RECORD SET: Begin

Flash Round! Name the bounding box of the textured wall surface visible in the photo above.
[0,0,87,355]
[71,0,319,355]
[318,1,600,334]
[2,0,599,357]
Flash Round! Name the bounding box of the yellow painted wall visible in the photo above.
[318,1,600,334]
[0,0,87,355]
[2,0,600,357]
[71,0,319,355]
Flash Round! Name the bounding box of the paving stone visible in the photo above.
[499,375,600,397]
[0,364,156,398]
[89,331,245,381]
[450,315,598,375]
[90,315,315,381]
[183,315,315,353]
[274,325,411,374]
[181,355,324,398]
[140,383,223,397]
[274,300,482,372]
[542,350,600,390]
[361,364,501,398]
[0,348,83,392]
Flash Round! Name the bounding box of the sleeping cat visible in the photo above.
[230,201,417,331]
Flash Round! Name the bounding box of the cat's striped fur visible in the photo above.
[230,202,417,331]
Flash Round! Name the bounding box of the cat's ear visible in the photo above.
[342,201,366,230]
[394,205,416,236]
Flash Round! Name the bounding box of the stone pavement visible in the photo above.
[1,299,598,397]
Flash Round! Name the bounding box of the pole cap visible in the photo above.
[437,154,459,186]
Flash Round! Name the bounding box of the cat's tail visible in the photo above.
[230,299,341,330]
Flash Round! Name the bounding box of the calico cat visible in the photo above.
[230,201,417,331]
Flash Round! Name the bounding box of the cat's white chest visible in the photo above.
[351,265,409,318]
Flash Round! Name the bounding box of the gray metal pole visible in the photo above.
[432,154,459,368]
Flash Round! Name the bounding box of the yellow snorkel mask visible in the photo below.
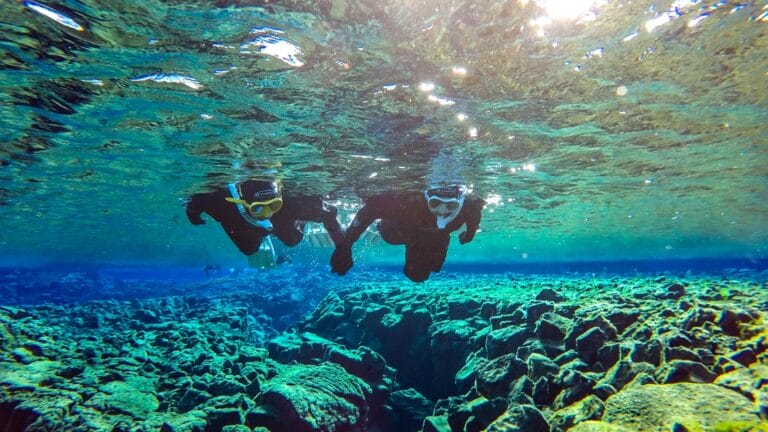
[226,180,283,227]
[225,196,283,219]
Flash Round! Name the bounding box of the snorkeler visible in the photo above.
[331,184,485,282]
[185,179,345,266]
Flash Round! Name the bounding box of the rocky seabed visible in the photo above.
[1,273,767,432]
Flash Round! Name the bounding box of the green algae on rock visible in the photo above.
[254,363,372,431]
[602,383,761,431]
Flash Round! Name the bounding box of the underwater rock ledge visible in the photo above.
[0,272,766,432]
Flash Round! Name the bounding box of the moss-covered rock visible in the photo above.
[85,378,159,417]
[602,383,760,431]
[253,363,372,431]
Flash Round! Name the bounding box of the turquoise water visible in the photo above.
[0,0,767,270]
[2,2,768,430]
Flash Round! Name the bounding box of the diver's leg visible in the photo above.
[403,243,432,282]
[224,227,263,255]
[429,235,451,272]
[403,235,450,281]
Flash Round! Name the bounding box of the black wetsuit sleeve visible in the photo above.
[317,202,345,247]
[186,193,211,225]
[343,194,390,247]
[273,196,345,247]
[459,196,485,243]
[186,189,233,225]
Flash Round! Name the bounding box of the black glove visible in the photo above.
[186,208,206,225]
[459,231,474,244]
[330,246,353,275]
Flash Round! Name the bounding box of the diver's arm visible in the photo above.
[342,203,380,247]
[284,196,345,247]
[459,197,485,244]
[186,194,208,225]
[318,202,345,248]
[304,196,346,247]
[331,199,382,276]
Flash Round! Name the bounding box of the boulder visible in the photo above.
[603,383,760,431]
[536,288,566,303]
[388,388,433,432]
[253,363,372,432]
[548,395,605,432]
[534,312,570,341]
[476,354,527,399]
[485,404,550,432]
[486,327,530,359]
[576,327,608,364]
[86,379,159,417]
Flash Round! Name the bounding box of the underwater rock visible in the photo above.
[592,383,617,400]
[536,288,566,303]
[430,320,480,394]
[661,282,687,300]
[658,329,694,348]
[602,309,640,334]
[327,345,387,383]
[534,312,569,341]
[485,326,530,359]
[476,353,527,399]
[205,378,246,397]
[715,363,768,414]
[553,367,596,409]
[267,331,337,364]
[727,347,758,367]
[455,350,484,393]
[548,394,605,432]
[565,316,617,351]
[388,388,434,431]
[527,352,560,382]
[628,338,662,366]
[516,338,550,360]
[532,376,556,406]
[253,363,372,431]
[485,404,550,432]
[665,346,703,363]
[680,307,718,331]
[603,383,760,431]
[438,394,507,432]
[660,360,717,384]
[267,331,389,385]
[467,396,508,430]
[85,379,159,417]
[525,301,555,325]
[553,350,580,366]
[177,388,211,413]
[222,425,252,432]
[567,420,632,432]
[447,298,482,320]
[596,360,656,394]
[509,375,535,405]
[575,327,608,365]
[717,307,759,337]
[422,414,452,432]
[10,346,42,364]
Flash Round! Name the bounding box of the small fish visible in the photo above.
[130,73,202,90]
[23,0,84,32]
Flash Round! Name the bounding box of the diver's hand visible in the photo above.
[331,246,353,276]
[186,209,206,225]
[459,231,474,244]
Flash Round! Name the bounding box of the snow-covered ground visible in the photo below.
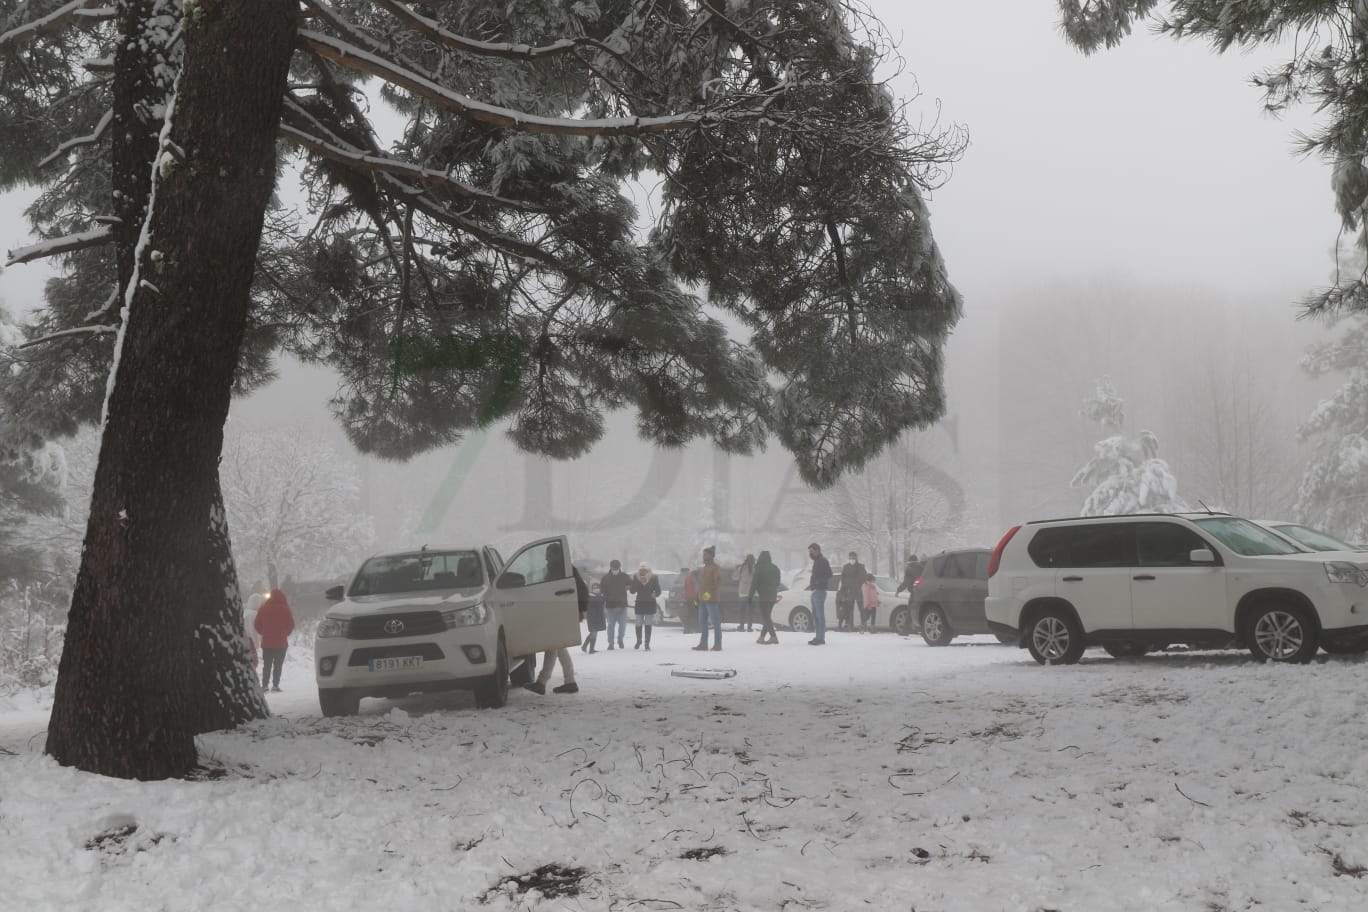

RECORD SET: End

→ TASK ITEM: Once the pictures are dropped, repeat the data above exactly.

→ EXERCISE SOLUTION:
Flash Round! Name the bounding box of the textured wall surface visible in the photo above.
[0,0,87,355]
[71,0,319,355]
[318,1,600,334]
[2,0,599,357]
Flash Round! Name the bounding box of the yellow painted wall visible in the photo above.
[318,1,600,334]
[0,0,87,355]
[2,0,600,357]
[71,0,319,355]
Flash Round! Name the bounding box of the paving stone visible in the photo above.
[499,375,600,397]
[0,364,156,398]
[89,331,245,381]
[450,315,598,375]
[90,315,315,381]
[183,315,315,353]
[274,325,411,374]
[181,355,324,398]
[140,383,223,397]
[274,300,482,372]
[542,350,600,390]
[361,364,501,398]
[0,348,83,392]
Flash Round! Name the bounding box of the sleeping cat visible in the photo above.
[230,201,417,331]
Flash Round! Name the bounding box of the cat's striped fur visible in the photo above.
[230,202,417,331]
Flash Round! Name the bounding box of the cat's ear visible in the photo above.
[342,201,366,230]
[394,205,416,236]
Flash Round! Name the bounding box of the stone pavement visible in the photo above.
[1,299,598,397]
Flash Round! Name the bounding box of the pole cap visible in the photo above.
[437,154,459,186]
Flash Round! Name the bounding box of the cat's tail visible in the photo above.
[230,299,341,330]
Flash Round! Name the bounding box of the calico cat visible in the photo above.
[230,201,417,331]
Flash Round! Name the bounding box of the cat's white chest visible in the photo above.
[351,265,409,318]
Flash Round! Name the bounding box of the gray metal pole visible in the photo above.
[432,154,459,368]
Flash Round! Name the bounding box of the yellow snorkel mask visible in the photo below.
[226,180,283,227]
[225,196,283,219]
Flash Round! Name the bounding box of the snorkeler visible in the photo above.
[331,184,485,282]
[185,179,345,266]
Flash Round! Name the bounding box of the rocky seabed visible in the photo above.
[1,273,767,432]
Flash Round! Name the bounding box of the green algae on rock visible in the photo above.
[254,363,372,431]
[602,383,761,431]
Flash Round! Name the bounding box of the underwater rock ledge visible in the photo above.
[0,272,766,432]
Flash Round! Name the bounding box of the moss-covered rock visible in the photo above.
[85,378,159,417]
[602,383,760,431]
[253,363,372,431]
Flash Round! Name the bounding box of the turquoise water visible in the photo above.
[0,0,767,270]
[2,2,768,430]
Flash Round! Name the bounding box of the diver's leg visible in the photo above.
[403,243,432,282]
[224,227,263,255]
[429,235,451,272]
[403,235,450,281]
Flash Round! Name the bounding box of the black wetsuit sleeve visible in the photo above.
[317,202,345,247]
[186,193,211,225]
[343,194,390,247]
[273,196,345,247]
[459,196,485,243]
[186,189,233,225]
Flash Round! Name the bounding box of the black glove visible in the photo above.
[186,208,206,225]
[459,231,474,244]
[330,246,353,275]
Flash Round! Name the bounding box of the diver's arm visible in the photo above.
[342,203,380,247]
[284,196,345,247]
[459,197,485,244]
[186,194,208,225]
[318,202,345,248]
[304,196,346,247]
[331,199,382,276]
Flash Round! Name the bounding box of the boulder visible in the photo above.
[603,383,760,431]
[536,288,566,303]
[388,388,433,432]
[253,363,372,432]
[548,395,605,432]
[534,312,570,341]
[476,354,527,399]
[485,404,550,432]
[486,327,530,359]
[576,327,608,364]
[86,379,159,417]
Flash Round! Name the bounding box of the underwater rock visible in the photo above.
[592,383,617,400]
[536,288,566,303]
[430,320,480,394]
[661,282,687,300]
[658,329,694,348]
[602,309,640,334]
[327,345,387,383]
[534,312,569,341]
[485,326,530,359]
[476,353,527,399]
[205,378,246,397]
[715,363,768,414]
[553,367,596,409]
[267,331,337,364]
[727,347,758,367]
[455,350,484,393]
[548,394,605,432]
[565,316,617,351]
[388,388,434,431]
[527,352,560,382]
[628,338,662,366]
[516,338,550,360]
[532,376,556,406]
[253,363,372,431]
[485,404,550,432]
[665,346,703,363]
[680,307,718,331]
[603,383,760,431]
[438,394,507,432]
[660,360,717,384]
[267,331,389,385]
[467,396,508,430]
[85,379,159,417]
[525,301,555,325]
[553,350,580,366]
[177,388,211,413]
[222,425,252,432]
[567,420,632,432]
[447,298,482,320]
[596,360,656,394]
[509,375,535,405]
[575,327,608,365]
[717,307,759,337]
[422,414,452,432]
[10,346,42,364]
Flash Round! Name the bounding box of the small fish visible in the photo above.
[130,73,202,90]
[23,0,84,32]
Flash Round! Name the bounding box of the diver's hand visible in the photo above.
[331,246,353,276]
[186,209,206,225]
[459,231,474,244]
Flash Round! Name the bounding box of the snow-covered ground visible in the photo below.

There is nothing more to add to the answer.